▶ **本文抜粋**:
- - - - - - -

報告書は、日韓両国政府が慰安婦問題の最終的解決を確認した平成27年の合意などに触れ、元慰安婦ら被害者中心の取り組みになっていないという。
しかし、日韓合意に基づく支援事業を元慰安婦らの多くが受け入れていることなど、事実経過を無視している。
韓国以外の元慰安婦への対応を含め日本が冷淡で何もしてこなかったかのような批判も誤りだ。
戦後賠償問題は解決済みとの原則の下で、できる限りのことをしてきた。民間の寄付によるアジア女性基金を通じ、元慰安婦らへの償い金を支払うとともに、首相名で心からのおわびと反省を表す手紙を渡してきた。
韓国では、多くの元慰安婦が国家賠償ではないとして償い金の受け取りを拒否した。それは韓国側の事情による。問題を蒸し返しているのは韓国なのだ。
報告書で慰安婦問題を「軍による人権侵害」などと言及していることも看過できない。

- - - - - - -

▶ **やること**:
1. 慰安婦問題をめぐる抜粋のうち、「韓国以外の元慰安婦への対応を」を含む箇所から始めて「し返しているのは韓国なのだ。」で終わる部分を、一字も変えずに書き写してもらえますか？
2. 一覧の「Exercise. Annotate the wooden deck」を含む行から始めて「x=344, y=115」を含む行まで（両端を含む）を、「Annotate」を「Mark」に置き換えたうえで、ほかは元のまま書き直せますか？その範囲の行だけを示してください。

- - - - - - -

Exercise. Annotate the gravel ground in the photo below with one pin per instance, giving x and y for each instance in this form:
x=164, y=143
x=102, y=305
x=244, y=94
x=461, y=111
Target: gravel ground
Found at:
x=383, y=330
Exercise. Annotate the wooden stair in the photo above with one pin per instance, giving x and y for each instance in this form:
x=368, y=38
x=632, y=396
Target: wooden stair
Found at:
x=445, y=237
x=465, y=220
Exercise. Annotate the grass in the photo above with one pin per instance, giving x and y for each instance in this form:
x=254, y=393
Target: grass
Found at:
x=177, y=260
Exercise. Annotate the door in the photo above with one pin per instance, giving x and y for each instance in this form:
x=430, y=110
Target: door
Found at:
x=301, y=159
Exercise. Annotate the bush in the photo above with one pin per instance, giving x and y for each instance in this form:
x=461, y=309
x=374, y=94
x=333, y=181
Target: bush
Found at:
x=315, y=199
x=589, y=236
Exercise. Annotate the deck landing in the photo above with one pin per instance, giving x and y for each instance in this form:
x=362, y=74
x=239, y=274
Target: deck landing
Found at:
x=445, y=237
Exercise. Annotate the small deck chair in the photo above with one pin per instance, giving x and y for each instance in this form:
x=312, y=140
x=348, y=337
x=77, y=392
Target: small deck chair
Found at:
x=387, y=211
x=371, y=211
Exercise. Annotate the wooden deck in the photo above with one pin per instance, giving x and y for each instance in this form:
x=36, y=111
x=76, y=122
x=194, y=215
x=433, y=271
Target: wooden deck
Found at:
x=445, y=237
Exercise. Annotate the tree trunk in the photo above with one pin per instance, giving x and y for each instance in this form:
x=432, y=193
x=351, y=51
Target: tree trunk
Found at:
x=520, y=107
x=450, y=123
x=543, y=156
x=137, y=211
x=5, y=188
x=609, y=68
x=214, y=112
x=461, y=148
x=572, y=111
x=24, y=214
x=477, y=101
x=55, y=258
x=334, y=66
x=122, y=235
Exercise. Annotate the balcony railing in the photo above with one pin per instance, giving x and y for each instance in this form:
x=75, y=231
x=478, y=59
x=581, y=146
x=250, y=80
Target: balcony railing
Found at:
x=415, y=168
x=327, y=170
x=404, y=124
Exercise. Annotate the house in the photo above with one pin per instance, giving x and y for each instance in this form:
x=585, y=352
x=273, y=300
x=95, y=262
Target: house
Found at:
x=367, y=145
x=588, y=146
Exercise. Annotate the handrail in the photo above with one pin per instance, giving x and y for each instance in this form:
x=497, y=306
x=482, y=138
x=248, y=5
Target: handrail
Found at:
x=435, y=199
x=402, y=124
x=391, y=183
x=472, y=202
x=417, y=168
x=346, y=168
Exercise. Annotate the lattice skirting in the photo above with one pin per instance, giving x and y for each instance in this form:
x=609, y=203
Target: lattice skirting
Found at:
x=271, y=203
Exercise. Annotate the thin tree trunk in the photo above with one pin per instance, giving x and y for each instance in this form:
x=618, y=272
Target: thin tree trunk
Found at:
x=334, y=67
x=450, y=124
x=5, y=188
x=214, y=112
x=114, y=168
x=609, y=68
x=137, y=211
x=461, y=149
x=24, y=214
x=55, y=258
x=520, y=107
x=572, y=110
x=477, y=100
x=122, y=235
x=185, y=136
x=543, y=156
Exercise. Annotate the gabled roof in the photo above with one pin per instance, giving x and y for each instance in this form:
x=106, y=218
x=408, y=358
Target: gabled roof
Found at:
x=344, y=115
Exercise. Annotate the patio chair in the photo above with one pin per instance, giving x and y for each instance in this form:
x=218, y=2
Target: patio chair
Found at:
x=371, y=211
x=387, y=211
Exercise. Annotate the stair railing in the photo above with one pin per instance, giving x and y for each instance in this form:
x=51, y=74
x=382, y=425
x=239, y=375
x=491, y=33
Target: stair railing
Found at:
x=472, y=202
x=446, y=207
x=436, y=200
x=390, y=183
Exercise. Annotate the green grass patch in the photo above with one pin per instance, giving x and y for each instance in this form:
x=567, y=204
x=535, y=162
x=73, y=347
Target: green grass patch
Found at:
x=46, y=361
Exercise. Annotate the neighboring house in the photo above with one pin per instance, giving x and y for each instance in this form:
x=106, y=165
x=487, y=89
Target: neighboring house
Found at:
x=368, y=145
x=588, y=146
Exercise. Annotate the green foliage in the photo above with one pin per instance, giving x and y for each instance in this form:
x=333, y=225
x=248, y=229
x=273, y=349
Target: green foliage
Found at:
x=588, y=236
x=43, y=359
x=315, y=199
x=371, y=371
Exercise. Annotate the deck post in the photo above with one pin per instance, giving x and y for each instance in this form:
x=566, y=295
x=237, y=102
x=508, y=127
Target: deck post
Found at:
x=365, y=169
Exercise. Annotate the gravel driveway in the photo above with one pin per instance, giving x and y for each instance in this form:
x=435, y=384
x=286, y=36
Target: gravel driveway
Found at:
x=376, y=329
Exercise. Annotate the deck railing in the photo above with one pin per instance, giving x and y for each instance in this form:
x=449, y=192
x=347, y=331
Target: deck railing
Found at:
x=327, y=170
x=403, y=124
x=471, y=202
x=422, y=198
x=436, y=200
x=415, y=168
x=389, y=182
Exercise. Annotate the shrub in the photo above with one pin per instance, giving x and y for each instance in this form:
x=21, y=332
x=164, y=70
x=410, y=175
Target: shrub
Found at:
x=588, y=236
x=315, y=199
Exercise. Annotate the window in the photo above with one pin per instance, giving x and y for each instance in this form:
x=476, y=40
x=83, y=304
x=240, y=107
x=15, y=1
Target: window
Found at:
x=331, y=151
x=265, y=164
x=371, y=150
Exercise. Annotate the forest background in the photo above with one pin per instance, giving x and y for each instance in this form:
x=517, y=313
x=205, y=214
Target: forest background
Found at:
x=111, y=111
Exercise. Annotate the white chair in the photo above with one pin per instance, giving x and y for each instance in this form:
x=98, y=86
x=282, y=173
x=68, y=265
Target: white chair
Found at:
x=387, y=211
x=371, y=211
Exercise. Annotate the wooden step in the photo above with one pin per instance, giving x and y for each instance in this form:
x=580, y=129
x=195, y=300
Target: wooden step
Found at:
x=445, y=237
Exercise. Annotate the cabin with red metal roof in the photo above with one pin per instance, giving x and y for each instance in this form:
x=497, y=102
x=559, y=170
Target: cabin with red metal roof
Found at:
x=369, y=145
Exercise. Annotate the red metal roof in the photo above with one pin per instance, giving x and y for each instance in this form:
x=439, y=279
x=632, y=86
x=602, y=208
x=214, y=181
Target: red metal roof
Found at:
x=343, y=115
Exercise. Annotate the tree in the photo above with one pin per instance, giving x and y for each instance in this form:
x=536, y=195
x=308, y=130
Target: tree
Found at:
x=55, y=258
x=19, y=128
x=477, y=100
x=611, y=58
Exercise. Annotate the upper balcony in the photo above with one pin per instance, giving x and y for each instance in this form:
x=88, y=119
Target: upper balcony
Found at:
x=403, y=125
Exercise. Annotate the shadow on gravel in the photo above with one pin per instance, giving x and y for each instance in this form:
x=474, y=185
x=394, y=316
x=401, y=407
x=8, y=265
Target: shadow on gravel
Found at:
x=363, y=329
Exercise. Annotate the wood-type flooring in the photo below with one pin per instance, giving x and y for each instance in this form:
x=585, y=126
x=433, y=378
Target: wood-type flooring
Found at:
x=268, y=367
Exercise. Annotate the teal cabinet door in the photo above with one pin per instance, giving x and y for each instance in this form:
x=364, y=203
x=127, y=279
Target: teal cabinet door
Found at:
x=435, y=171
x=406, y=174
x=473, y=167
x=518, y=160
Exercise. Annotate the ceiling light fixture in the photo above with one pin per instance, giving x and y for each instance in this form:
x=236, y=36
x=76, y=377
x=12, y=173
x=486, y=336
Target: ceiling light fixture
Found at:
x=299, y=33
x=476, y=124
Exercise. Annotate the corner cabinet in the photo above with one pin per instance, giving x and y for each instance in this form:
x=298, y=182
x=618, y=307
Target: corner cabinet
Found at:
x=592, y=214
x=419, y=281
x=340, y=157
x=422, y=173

- - - - - - -

▶ **解答**:
1.
韓国以外の元慰安婦への対応を含め日本が冷淡で何もしてこなかったかのような批判も誤りだ。
戦後賠償問題は解決済みとの原則の下で、できる限りのことをしてきた。民間の寄付によるアジア女性基金を通じ、元慰安婦らへの償い金を支払うとともに、首相名で心からのおわびと反省を表す手紙を渡してきた。
韓国では、多くの元慰安婦が国家賠償ではないとして償い金の受け取りを拒否した。それは韓国側の事情による。問題を蒸し返しているのは韓国なのだ。

2.
Exercise. Mark the wooden deck in the photo above with one pin per instance, giving x and y for each instance in this form:
x=36, y=111
x=76, y=122
x=194, y=215
x=433, y=271
Target: wooden deck
Found at:
x=445, y=237
Exercise. Mark the tree trunk in the photo above with one pin per instance, giving x and y for each instance in this form:
x=432, y=193
x=351, y=51
Target: tree trunk
Found at:
x=520, y=107
x=450, y=123
x=543, y=156
x=137, y=211
x=5, y=188
x=609, y=68
x=214, y=112
x=461, y=148
x=572, y=111
x=24, y=214
x=477, y=101
x=55, y=258
x=334, y=66
x=122, y=235
Exercise. Mark the balcony railing in the photo above with one pin per instance, giving x and y for each instance in this form:
x=75, y=231
x=478, y=59
x=581, y=146
x=250, y=80
Target: balcony railing
Found at:
x=415, y=168
x=327, y=170
x=404, y=124
Exercise. Mark the house in the photo above with one pin per instance, giving x and y for each instance in this form:
x=585, y=352
x=273, y=300
x=95, y=262
Target: house
Found at:
x=367, y=145
x=588, y=146
Exercise. Mark the handrail in the photo above with one pin per instance, giving x and y for each instance in this form:
x=497, y=306
x=482, y=138
x=248, y=5
Target: handrail
Found at:
x=435, y=199
x=402, y=124
x=391, y=183
x=472, y=202
x=417, y=168
x=346, y=168
Exercise. Mark the lattice skirting in the photo above with one pin per instance, giving x and y for each instance in this form:
x=609, y=203
Target: lattice skirting
Found at:
x=271, y=203
Exercise. Mark the thin tree trunk in the photo above with one pin per instance, giving x and y for each instance in this form:
x=618, y=272
Target: thin tree trunk
Found at:
x=334, y=67
x=450, y=124
x=5, y=188
x=214, y=112
x=114, y=168
x=609, y=68
x=137, y=211
x=461, y=149
x=24, y=214
x=55, y=258
x=520, y=107
x=572, y=110
x=477, y=100
x=122, y=235
x=185, y=136
x=543, y=156
Exercise. Mark the gabled roof in the photo above with one pin per instance, giving x and y for each instance in this form:
x=106, y=218
x=408, y=358
Target: gabled roof
Found at:
x=344, y=115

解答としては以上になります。